» Work request
Only the lines from the one containing "black window frame in the photo above." through the final line below belong in the output, copied exactly and without pictures.

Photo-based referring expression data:
┌────────

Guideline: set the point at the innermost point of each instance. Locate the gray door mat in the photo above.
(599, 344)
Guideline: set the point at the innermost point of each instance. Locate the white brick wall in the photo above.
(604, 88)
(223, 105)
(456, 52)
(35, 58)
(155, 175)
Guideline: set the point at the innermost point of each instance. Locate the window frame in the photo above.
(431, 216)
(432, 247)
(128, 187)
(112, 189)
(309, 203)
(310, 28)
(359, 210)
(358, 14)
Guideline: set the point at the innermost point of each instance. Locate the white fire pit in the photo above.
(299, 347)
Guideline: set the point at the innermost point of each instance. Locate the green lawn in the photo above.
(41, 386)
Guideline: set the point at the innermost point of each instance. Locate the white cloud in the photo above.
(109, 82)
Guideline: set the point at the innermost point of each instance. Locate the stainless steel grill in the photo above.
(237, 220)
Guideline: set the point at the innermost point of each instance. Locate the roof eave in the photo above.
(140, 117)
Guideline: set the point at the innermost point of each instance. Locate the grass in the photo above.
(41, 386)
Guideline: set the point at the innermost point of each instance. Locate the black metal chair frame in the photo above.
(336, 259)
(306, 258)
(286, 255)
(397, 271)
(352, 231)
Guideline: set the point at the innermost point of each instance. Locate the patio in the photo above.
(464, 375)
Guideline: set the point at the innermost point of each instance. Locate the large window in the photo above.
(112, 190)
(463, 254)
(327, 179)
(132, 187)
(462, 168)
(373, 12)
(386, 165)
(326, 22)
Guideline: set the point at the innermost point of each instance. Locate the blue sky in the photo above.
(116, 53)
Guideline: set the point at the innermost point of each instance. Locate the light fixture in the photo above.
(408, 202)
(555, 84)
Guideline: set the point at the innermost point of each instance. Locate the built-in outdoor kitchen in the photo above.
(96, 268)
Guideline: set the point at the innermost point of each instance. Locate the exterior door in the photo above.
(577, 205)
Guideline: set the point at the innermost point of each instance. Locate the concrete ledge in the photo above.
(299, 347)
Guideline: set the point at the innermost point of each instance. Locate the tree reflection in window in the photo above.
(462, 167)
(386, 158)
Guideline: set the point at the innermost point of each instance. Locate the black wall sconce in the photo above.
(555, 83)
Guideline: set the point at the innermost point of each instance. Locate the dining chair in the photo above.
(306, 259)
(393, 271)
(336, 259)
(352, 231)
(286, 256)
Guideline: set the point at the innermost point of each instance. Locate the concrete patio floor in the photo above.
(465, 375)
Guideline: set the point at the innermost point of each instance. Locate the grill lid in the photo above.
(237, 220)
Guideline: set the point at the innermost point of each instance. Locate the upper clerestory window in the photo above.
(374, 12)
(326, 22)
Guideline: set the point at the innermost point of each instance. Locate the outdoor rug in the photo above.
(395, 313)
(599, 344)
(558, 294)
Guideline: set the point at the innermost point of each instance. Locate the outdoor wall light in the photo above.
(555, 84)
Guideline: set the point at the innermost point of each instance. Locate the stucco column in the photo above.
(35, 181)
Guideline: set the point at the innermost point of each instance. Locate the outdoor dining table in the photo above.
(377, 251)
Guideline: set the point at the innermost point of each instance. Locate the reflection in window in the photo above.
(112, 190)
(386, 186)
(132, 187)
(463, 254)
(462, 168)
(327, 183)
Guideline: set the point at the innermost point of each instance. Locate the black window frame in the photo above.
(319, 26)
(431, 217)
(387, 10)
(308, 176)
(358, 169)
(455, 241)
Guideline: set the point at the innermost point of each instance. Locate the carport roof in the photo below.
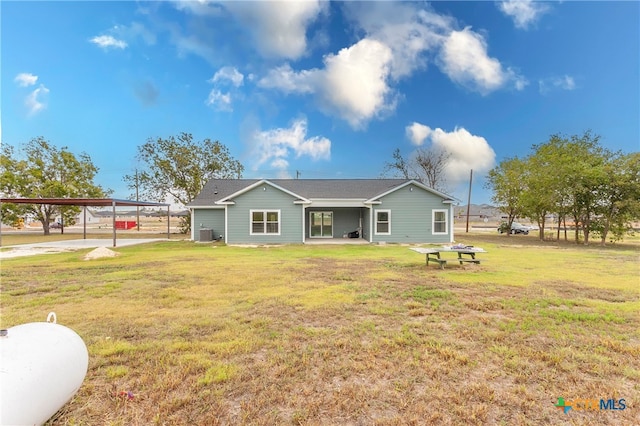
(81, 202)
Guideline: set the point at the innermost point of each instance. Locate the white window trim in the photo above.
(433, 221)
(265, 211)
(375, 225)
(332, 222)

└────────

» Output below
Guideline: set the point at the innermost point of each instance. Locate the black window frame in the photo above.
(319, 26)
(431, 217)
(387, 10)
(308, 176)
(358, 169)
(455, 241)
Guideline: set the point at the innermost point of each instance. Locate the carport roof in the photo below.
(81, 202)
Guideline: set the point at the innermost point of each instance. Locate the white window trim in the photo above.
(433, 221)
(265, 211)
(375, 225)
(332, 222)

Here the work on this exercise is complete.